Search Engines Extracting Table Data on the Web

The Web is filled with page after page after page of data. That data is usually organized differently from one site and one page to another, and contained in text, in pictures, in videos, in audio, in columns, in rows, in frames, and many other formats.

When a search engine spider comes to a page on the Web, it will try to go through all of the text it finds, make note of links to other pages, consider alt text for images, and view meta data tags.

Search engines spiders will decide whether or not the content of pages should be indexed by the search engine, and determine which links to follow next.

Sometimes search engine spiders will pick out part of a page to treat a little differently for one reason or another. It might extract specific types of information, or look for data in specific formats. For instance, Google might find a list on a page, and send information about the list to the data base for Google Sets (no longer available). I wrote about some of the details in a post about the Google Sets patent.

Instead of looking for lists, what if Google focused upon taking information from tables that contain meaningful data (as opposed to tables that might be used on a web page to control the formatting of part or all of a page)?

What if it took all those data filled tables, and created a separate database just for them, and tried to understand which of those tables might be related to each other? What if it then allowed for people to search through that data, or combine the data in those tables with other data that those people own, or that they found elsewhere on the Web?

Why just look at tables of data? The answer to that has something to do with the structure of data in tables.

Because a table is structured like the one below, with labels for each column, a search engine might be able to extract that information with the associated labels, and store it in a database where it could be accessed by searchers later.

Popular top level domains and Google Results:
tld type Google Results
.com commercial 6,930,000,000
.net Network services 1,980,000,000
.org Noncommercial 1,940,000,000
.jp Japan 1,760,000,000
.de Germany 1,660,000,000
.uk United Kingdom 770,000,000
.fr France 583,000,000
.edu US accredited postsecondary institutions 294,000,000
.ca Canada 291,000,000
.gov United States Government 185,000,000

Structured and Unstructured Data

When you go from site to site on the World Wide Web, you see a wide range of formats and organization of content and information.

- STATED GOAL A
List every format that the first paragraph of the text on search engines extracting table data names as a way data on the Web is contained.
- STATED GOAL B
Continue the text on search engines extracting table data from the point where it stops.

- DATA PROVIDED
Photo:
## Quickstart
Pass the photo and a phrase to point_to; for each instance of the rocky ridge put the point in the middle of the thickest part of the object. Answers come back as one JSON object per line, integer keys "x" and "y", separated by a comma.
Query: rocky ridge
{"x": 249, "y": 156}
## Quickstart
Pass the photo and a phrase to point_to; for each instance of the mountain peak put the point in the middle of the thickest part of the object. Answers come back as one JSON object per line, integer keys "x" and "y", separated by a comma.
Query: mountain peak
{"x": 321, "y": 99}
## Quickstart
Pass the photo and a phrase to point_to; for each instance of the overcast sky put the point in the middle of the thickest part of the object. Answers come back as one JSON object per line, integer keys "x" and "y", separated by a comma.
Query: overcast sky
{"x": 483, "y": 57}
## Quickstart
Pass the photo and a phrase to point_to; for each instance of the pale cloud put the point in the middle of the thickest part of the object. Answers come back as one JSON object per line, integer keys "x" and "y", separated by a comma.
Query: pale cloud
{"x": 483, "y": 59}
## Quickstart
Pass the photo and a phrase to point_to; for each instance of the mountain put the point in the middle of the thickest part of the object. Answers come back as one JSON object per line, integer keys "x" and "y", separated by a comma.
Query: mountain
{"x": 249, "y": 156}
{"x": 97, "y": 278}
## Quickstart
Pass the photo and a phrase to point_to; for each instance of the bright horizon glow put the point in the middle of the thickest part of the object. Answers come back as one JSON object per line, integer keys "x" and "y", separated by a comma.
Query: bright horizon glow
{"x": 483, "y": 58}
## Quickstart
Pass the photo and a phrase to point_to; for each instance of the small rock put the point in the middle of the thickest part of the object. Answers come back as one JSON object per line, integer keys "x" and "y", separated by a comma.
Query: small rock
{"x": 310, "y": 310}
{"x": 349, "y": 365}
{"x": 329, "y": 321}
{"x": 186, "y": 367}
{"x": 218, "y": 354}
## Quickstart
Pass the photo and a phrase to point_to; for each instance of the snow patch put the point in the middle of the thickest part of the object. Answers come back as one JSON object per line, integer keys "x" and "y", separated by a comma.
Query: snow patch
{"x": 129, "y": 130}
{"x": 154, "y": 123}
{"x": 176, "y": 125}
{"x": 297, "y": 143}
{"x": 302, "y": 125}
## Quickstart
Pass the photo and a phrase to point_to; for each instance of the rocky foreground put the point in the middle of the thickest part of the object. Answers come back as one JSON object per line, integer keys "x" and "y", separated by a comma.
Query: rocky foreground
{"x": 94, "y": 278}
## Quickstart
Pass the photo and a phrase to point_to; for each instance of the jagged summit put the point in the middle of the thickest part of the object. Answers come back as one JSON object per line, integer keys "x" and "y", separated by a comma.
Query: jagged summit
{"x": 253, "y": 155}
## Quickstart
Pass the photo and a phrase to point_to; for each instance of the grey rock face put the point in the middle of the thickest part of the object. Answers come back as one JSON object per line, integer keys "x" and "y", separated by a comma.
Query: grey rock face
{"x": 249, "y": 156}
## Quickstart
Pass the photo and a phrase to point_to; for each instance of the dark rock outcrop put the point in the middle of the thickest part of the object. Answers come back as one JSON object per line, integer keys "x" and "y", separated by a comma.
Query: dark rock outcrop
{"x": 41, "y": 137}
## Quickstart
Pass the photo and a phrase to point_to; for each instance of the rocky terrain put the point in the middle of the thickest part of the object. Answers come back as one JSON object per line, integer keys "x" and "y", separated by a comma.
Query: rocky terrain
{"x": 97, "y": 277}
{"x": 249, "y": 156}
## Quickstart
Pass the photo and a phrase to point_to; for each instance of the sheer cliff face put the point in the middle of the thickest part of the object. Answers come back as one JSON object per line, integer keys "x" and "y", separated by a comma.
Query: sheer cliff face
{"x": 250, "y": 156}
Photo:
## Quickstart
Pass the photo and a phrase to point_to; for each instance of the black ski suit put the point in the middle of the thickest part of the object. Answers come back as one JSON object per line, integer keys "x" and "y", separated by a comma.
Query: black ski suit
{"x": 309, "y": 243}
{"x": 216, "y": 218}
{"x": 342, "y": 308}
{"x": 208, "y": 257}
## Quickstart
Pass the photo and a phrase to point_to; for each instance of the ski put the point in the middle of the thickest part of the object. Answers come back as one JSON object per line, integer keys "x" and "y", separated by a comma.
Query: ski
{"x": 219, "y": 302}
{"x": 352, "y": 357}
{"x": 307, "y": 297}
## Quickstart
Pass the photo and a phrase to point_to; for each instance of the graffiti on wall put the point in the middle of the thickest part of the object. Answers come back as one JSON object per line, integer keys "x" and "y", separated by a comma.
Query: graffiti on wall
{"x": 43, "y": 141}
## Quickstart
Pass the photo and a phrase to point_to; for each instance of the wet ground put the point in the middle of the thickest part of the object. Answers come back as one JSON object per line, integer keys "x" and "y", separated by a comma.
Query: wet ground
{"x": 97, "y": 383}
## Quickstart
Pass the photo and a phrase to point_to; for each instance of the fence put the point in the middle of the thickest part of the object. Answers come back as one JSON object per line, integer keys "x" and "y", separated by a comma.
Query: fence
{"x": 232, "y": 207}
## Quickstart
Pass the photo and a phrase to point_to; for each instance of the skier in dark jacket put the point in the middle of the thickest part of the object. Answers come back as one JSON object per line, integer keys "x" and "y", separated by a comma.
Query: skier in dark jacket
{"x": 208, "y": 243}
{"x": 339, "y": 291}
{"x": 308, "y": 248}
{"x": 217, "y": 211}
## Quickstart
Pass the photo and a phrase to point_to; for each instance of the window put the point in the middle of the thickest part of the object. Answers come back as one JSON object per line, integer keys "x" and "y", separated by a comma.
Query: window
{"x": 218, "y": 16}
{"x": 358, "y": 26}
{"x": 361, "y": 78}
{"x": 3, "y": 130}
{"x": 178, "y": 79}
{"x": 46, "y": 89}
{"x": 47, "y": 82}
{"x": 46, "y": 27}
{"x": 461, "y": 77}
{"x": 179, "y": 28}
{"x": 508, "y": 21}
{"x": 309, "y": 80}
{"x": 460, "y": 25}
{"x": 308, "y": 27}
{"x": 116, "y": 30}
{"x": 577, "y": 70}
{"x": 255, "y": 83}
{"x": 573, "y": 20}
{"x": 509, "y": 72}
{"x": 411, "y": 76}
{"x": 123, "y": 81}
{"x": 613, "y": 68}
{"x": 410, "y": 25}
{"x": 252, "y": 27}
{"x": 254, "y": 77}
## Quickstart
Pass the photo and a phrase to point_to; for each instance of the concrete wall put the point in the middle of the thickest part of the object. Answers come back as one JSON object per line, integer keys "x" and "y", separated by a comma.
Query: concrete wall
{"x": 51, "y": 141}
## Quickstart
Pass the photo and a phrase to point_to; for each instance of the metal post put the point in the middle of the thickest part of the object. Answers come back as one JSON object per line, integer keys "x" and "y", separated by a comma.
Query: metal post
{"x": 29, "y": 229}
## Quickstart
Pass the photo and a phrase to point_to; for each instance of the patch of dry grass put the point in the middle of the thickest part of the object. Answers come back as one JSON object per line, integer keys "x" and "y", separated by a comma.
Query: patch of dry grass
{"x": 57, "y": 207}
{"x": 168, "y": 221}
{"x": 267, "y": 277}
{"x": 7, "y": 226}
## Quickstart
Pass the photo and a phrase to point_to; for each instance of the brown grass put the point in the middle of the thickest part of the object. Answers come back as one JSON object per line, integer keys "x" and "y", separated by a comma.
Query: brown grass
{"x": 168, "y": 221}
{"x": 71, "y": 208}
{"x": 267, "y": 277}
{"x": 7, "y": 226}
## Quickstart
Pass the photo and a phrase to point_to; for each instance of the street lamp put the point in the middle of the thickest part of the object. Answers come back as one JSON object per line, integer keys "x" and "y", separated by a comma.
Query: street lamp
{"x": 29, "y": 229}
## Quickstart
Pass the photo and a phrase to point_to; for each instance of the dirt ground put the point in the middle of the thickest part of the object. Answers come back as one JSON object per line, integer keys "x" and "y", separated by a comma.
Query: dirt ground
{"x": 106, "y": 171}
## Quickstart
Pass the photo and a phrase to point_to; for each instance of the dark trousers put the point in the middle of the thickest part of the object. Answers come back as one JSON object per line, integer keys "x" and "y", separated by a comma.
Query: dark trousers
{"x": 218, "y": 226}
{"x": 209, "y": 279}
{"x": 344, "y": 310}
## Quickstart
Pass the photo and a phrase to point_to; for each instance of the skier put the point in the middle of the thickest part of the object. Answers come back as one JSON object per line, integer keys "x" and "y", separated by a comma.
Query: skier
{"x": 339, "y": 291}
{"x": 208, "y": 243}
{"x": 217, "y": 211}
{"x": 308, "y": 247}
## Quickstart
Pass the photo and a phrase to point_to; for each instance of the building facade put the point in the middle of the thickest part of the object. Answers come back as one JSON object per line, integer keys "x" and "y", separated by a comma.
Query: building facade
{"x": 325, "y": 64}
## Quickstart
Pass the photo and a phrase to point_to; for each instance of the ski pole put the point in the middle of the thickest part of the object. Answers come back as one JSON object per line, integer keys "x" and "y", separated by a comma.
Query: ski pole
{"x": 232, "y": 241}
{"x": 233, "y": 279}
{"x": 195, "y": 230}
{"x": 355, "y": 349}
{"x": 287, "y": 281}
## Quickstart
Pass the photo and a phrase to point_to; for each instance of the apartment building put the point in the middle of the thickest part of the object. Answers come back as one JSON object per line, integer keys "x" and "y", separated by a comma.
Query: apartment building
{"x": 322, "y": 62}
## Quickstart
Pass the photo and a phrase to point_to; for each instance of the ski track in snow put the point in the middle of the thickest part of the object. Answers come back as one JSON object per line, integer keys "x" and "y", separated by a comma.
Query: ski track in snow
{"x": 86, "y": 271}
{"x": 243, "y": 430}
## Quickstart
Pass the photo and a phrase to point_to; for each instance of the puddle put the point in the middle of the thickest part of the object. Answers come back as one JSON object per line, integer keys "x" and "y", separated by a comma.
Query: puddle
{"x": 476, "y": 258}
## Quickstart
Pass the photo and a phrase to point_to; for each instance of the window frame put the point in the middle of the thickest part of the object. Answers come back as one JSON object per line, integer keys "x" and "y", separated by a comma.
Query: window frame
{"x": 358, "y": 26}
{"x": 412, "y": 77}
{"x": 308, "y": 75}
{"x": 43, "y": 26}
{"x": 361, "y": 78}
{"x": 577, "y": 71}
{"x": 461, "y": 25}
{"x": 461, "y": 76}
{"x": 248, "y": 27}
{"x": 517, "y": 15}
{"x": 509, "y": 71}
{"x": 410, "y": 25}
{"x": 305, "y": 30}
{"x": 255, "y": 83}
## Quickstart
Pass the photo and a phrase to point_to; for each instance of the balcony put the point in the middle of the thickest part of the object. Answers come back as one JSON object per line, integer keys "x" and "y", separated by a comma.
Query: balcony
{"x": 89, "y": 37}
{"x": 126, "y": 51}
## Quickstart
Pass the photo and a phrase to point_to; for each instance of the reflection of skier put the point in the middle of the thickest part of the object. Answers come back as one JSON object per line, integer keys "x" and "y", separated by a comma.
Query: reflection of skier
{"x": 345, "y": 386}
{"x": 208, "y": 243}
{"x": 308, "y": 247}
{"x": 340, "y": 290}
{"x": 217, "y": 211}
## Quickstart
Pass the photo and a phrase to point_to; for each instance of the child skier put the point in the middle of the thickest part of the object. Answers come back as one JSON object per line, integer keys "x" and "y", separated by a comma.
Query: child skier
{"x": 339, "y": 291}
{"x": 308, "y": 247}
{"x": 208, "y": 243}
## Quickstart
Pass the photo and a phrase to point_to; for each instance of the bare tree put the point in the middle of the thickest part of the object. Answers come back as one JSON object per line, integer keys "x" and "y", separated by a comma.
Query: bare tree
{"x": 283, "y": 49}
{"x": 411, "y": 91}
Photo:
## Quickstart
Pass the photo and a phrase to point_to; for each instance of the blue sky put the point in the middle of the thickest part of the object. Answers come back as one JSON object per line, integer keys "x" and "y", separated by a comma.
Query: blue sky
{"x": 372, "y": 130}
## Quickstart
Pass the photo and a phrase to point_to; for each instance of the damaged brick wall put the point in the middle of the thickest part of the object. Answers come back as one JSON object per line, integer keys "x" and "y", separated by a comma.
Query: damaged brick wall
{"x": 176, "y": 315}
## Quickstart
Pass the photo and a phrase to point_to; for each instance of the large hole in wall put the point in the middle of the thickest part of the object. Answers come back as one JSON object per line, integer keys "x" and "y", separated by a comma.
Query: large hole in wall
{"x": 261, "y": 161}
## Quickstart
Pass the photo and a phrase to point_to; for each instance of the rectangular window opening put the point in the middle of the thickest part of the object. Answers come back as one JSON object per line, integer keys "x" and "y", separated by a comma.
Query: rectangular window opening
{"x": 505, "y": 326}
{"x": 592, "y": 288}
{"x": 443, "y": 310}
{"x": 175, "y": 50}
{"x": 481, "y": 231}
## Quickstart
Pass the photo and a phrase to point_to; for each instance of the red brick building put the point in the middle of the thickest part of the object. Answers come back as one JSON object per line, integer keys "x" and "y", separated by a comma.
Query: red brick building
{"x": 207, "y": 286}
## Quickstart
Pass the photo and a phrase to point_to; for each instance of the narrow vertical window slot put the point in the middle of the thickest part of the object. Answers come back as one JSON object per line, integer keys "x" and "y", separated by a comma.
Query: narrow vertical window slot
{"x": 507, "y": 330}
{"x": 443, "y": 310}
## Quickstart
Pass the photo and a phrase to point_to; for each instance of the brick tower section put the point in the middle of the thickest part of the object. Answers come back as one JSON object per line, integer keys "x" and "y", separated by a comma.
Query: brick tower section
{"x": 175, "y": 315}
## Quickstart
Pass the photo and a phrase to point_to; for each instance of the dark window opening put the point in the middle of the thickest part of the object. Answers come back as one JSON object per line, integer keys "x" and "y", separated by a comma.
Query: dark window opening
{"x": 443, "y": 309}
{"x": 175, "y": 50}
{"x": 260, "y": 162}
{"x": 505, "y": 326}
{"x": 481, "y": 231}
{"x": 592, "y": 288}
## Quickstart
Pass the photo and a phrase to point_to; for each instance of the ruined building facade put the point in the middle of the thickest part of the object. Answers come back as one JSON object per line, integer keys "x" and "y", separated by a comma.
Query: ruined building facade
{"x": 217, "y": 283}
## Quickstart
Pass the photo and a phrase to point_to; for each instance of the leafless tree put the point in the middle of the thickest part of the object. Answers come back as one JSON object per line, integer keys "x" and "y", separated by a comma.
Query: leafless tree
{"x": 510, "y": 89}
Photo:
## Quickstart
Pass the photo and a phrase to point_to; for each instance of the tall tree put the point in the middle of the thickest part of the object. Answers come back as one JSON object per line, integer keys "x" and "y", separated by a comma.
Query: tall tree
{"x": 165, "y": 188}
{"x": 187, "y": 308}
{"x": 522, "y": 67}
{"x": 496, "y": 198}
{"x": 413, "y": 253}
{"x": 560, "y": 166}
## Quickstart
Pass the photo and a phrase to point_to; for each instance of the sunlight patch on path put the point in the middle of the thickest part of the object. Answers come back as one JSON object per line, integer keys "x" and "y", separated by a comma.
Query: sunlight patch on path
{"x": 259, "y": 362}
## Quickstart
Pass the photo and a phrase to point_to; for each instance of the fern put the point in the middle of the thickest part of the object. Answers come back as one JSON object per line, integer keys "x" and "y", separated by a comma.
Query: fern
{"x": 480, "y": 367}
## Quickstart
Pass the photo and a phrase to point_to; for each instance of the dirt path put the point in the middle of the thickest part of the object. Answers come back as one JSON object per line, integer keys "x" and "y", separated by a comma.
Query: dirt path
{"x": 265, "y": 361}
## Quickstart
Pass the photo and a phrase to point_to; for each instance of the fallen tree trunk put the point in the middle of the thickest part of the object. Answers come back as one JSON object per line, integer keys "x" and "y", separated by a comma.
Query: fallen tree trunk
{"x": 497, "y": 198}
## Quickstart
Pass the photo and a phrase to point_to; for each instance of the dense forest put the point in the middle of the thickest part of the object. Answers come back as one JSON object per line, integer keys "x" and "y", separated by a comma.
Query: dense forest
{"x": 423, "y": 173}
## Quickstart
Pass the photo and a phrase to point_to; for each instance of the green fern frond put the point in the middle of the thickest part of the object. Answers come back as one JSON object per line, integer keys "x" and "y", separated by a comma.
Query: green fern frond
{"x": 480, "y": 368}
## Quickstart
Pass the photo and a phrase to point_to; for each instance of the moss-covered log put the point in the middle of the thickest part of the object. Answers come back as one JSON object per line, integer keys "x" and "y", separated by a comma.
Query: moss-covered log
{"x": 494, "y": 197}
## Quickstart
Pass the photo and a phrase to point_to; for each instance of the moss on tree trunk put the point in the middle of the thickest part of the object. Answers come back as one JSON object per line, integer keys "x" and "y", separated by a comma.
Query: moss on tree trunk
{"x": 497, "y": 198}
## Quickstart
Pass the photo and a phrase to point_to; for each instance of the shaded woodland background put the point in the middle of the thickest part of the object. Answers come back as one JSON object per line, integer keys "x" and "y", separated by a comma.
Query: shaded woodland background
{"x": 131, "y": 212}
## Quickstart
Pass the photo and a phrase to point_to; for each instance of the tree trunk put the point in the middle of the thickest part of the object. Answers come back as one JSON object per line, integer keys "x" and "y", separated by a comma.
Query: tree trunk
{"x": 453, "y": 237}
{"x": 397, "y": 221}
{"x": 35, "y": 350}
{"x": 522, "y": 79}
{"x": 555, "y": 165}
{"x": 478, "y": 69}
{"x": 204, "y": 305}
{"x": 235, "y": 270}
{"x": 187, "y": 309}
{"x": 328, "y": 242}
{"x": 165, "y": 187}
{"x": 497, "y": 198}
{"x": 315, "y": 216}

- RESULT A
text, pictures, videos, audio, columns, rows, frames

- RESULT B
Many of the pages that you find on the web could be considered to consist of unstructured data, information that isn’t strictly tables of labels and values for those labels. But many web pages also contain tables that do contain structured data, which is much more organized. It might be interesting if those tables could be removed from web pages, and placed into an index where the data within them might be compared.

Google Research on Table Data

A couple of papers from Google researchers explore the extraction of data and labels for that data from HTML tables on the Web, so that the information found in those tables can be searched for by keywords, and used in other ways, such as using it to create mashups from information gathered from different tabular sources.

A good percentage of tables found on the Web were left out of the research, such as very small tables, those used for formatting of pages, calendars, and other uses that didn’t involve a meaningful display of related data.

A massive undertaking, the research provides a different way of thinking about how search engines might crawl web pages to find information to return to searchers. Here’s a description of the data used in this research:

We extracted 14.1 billion HTML tables from Google’s general-purpose web crawl, and used statistical classification techniques to find the estimated 154M that contain high-quality relational data. Because each relational table has its own “schema” of labeled and typed columns, each such table can be considered a small structured database.

The resulting corpus of databases is larger than any other corpus we are aware of, by at least five orders of magnitude.

These tables are found on freely accessible web pages, and are not tables of data hidden behind logins and forms from the deep web. One example of a table that might appear in the tables included in this data is one about the Presidents of the United States.

The conclusion in one of the two papers notes that tables might not be the only kind of structured data that might be explored using a similar approach in the future.

Finally, we would like to also include relational data derived from more than just HTML tables. Potential data sources that researchers have studied include tabular layouts that do not use the table tag, deep web databases, socially-tagged data items, HTML-embedded lists, and natural language text.

Structured data from tables and other formats, found amongst the many different pieces of unstructured data found on pages of the Web, may lead to new ways to find information on those web pages. Something to think about the next time you see a table on the Web, or build a table for a web page.

Share

15 thoughts on “Search Engines Extracting Table Data on the Web”

  1. This makes a lot of sense. I am actually surprised that this was not happening before….

    However, key has to be put into context as if city is a key than, page should show up only for [City name] + [contextual] reference.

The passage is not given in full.